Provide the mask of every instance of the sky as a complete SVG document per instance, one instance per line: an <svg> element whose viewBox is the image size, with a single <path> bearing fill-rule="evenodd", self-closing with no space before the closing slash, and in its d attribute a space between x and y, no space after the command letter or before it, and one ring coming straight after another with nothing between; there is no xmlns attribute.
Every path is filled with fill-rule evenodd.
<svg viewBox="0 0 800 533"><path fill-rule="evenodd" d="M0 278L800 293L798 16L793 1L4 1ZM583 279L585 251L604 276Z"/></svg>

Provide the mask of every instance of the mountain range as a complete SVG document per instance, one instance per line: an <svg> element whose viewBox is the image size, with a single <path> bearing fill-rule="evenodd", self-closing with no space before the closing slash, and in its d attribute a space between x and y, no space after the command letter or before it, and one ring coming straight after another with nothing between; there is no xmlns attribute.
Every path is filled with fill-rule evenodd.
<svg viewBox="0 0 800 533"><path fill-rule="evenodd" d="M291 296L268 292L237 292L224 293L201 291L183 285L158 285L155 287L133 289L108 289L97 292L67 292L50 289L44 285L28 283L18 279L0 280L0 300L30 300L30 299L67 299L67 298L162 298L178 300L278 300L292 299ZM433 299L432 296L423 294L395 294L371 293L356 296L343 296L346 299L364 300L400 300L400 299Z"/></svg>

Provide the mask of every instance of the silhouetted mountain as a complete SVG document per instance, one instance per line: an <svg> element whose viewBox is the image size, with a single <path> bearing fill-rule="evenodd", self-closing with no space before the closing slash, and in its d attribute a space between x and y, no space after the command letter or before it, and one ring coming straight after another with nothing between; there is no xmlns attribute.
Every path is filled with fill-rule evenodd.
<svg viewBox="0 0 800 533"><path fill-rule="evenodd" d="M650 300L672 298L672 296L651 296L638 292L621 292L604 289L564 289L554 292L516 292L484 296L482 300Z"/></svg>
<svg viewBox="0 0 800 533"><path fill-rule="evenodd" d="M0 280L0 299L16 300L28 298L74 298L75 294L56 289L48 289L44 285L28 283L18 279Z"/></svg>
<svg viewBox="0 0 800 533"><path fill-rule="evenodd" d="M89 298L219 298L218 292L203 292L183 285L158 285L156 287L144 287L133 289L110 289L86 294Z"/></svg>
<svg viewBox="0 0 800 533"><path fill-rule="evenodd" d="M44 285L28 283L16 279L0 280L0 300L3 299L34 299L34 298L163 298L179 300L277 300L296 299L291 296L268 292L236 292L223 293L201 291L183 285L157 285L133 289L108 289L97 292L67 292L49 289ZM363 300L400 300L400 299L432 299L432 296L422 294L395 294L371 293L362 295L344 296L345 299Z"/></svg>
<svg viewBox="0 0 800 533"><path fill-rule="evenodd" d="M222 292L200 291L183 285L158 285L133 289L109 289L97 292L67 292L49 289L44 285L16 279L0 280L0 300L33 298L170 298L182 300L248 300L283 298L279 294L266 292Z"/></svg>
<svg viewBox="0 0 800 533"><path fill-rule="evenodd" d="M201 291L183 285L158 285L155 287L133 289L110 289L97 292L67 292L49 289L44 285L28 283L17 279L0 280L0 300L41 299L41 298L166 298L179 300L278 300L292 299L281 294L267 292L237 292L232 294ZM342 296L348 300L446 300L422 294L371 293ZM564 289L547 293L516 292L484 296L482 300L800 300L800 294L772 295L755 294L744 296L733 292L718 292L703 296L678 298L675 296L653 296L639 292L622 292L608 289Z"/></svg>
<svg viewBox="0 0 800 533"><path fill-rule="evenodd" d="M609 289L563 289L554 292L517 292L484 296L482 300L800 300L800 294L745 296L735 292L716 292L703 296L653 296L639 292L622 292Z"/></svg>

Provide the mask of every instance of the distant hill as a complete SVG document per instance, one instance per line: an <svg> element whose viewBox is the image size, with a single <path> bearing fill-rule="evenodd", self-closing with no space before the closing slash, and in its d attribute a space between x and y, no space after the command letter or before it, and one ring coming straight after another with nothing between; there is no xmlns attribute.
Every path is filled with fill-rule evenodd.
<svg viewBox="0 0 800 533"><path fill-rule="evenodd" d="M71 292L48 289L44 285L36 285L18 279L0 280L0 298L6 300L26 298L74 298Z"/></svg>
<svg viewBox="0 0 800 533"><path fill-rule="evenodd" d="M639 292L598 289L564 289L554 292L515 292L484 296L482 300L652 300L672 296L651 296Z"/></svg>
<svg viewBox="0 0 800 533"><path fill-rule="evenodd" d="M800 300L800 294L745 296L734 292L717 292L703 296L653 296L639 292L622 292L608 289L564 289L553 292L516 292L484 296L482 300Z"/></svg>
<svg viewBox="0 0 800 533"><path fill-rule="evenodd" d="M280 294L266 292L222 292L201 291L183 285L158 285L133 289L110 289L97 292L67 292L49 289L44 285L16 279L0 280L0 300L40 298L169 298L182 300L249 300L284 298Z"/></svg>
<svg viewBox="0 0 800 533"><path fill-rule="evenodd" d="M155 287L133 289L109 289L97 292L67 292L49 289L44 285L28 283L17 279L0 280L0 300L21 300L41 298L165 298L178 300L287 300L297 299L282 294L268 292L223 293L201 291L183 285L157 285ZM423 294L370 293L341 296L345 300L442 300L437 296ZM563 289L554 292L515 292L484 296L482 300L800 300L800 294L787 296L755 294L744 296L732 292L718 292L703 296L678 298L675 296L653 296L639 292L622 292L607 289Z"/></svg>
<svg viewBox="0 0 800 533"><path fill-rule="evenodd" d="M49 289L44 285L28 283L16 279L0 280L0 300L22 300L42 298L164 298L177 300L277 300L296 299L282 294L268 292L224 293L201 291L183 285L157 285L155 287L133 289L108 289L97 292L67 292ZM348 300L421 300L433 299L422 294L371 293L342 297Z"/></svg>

· · · · · · ·

- [Required task]:
Quote all of the material above word for word, with no changes.

- [Solution to this exercise]:
Provide the mask of every instance of the sky as a complete SVG document per instance, one instance per line: an <svg> element whose viewBox is the image size, with a single <path> bearing fill-rule="evenodd", self-closing with no space before the closing slash, and in its d attribute a space between x and y, no space after the command letter or before it, and one ring coming straight after another with nothing between; there is no xmlns attribute.
Every path is filled with fill-rule evenodd.
<svg viewBox="0 0 800 533"><path fill-rule="evenodd" d="M0 278L800 293L798 16L793 1L4 1ZM583 279L585 251L604 276Z"/></svg>

Provide the mask of every instance of the mountain range as a complete SVG document per instance, one instance per line: an <svg> element whose viewBox is the image size, with a single <path> bearing fill-rule="evenodd", self-closing with no space before the closing slash, and in its d attribute a space between x and y, no space after the command letter or before it, and one ring coming straight after another with nothing between; there is no xmlns attribute.
Every path is filled with fill-rule evenodd.
<svg viewBox="0 0 800 533"><path fill-rule="evenodd" d="M291 296L268 292L237 292L224 293L201 291L183 285L158 285L155 287L133 289L108 289L97 292L67 292L50 289L44 285L28 283L18 279L0 280L0 300L30 300L30 299L67 299L67 298L162 298L178 300L278 300L292 299ZM433 299L432 296L423 294L395 294L371 293L356 296L343 296L346 299L364 300L400 300L400 299Z"/></svg>

Provide the mask of every instance of the silhouetted mountain as a complete SVG document per instance, one instance per line: an <svg> element whose viewBox is the image size, with a single <path> bearing fill-rule="evenodd", self-closing with no space before the closing slash, and in its d attribute a space between x and y, no space after the command letter or before it, and one ring coming straight after another with nothing between; there is no xmlns attribute.
Every path is filled with fill-rule evenodd.
<svg viewBox="0 0 800 533"><path fill-rule="evenodd" d="M650 300L672 298L672 296L651 296L638 292L621 292L604 289L564 289L554 292L516 292L484 296L482 300Z"/></svg>
<svg viewBox="0 0 800 533"><path fill-rule="evenodd" d="M0 280L0 299L16 300L28 298L74 298L75 294L56 289L48 289L44 285L28 283L18 279Z"/></svg>
<svg viewBox="0 0 800 533"><path fill-rule="evenodd" d="M89 298L219 298L218 292L203 292L183 285L158 285L156 287L144 287L133 289L110 289L86 294Z"/></svg>
<svg viewBox="0 0 800 533"><path fill-rule="evenodd" d="M44 285L28 283L16 279L0 280L0 300L3 299L34 299L34 298L163 298L179 300L277 300L296 299L291 296L268 292L236 292L223 293L201 291L183 285L157 285L133 289L108 289L97 292L67 292L49 289ZM363 300L400 300L400 299L432 299L432 296L422 294L395 294L371 293L362 295L344 296L345 299Z"/></svg>
<svg viewBox="0 0 800 533"><path fill-rule="evenodd" d="M222 292L200 291L183 285L158 285L133 289L109 289L97 292L67 292L49 289L44 285L16 279L0 280L0 300L33 298L170 298L182 300L248 300L283 298L279 294L266 292Z"/></svg>
<svg viewBox="0 0 800 533"><path fill-rule="evenodd" d="M201 291L183 285L158 285L155 287L133 289L110 289L97 292L67 292L49 289L44 285L28 283L17 279L0 280L0 300L41 299L41 298L166 298L179 300L278 300L292 299L281 294L267 292L237 292L232 294ZM342 296L348 300L446 300L422 294L371 293ZM564 289L547 293L516 292L484 296L482 300L800 300L800 294L772 295L755 294L744 296L733 292L718 292L703 296L678 298L675 296L653 296L639 292L622 292L608 289Z"/></svg>
<svg viewBox="0 0 800 533"><path fill-rule="evenodd" d="M609 289L563 289L554 292L517 292L484 296L482 300L800 300L800 294L745 296L735 292L716 292L703 296L653 296L639 292L622 292Z"/></svg>

Provide the mask of every instance of the distant hill as a complete SVG document per instance, one instance per line: an <svg> element whose viewBox is the image size, with a single <path> bearing fill-rule="evenodd", self-closing with no space before the closing slash, and in its d attribute a space between x and y, no space after the command letter or before it, and one ring coming straight after another with nothing between; there is no xmlns attribute.
Every path is filled with fill-rule evenodd.
<svg viewBox="0 0 800 533"><path fill-rule="evenodd" d="M71 292L48 289L44 285L36 285L18 279L0 280L0 298L6 300L26 298L74 298Z"/></svg>
<svg viewBox="0 0 800 533"><path fill-rule="evenodd" d="M639 292L598 289L564 289L554 292L515 292L484 296L482 300L652 300L672 296L651 296Z"/></svg>
<svg viewBox="0 0 800 533"><path fill-rule="evenodd" d="M800 300L800 294L745 296L734 292L717 292L703 296L653 296L639 292L622 292L608 289L564 289L553 292L516 292L484 296L482 300Z"/></svg>
<svg viewBox="0 0 800 533"><path fill-rule="evenodd" d="M280 294L266 292L222 292L201 291L183 285L158 285L133 289L110 289L97 292L67 292L49 289L44 285L16 279L0 280L0 300L40 298L169 298L182 300L249 300L284 298Z"/></svg>
<svg viewBox="0 0 800 533"><path fill-rule="evenodd" d="M155 287L133 289L109 289L97 292L67 292L49 289L44 285L28 283L17 279L0 280L0 300L21 300L41 298L165 298L178 300L287 300L297 299L282 294L268 292L223 293L201 291L183 285L157 285ZM423 294L370 293L341 296L345 300L442 300L437 296ZM563 289L554 292L515 292L484 296L482 300L800 300L800 294L787 296L755 294L744 296L732 292L718 292L703 296L678 298L675 296L653 296L639 292L622 292L607 289Z"/></svg>
<svg viewBox="0 0 800 533"><path fill-rule="evenodd" d="M49 289L44 285L28 283L16 279L0 280L0 300L22 300L42 298L164 298L177 300L277 300L296 299L282 294L268 292L224 293L201 291L183 285L157 285L155 287L133 289L108 289L97 292L67 292ZM348 300L421 300L433 299L422 294L371 293L342 297Z"/></svg>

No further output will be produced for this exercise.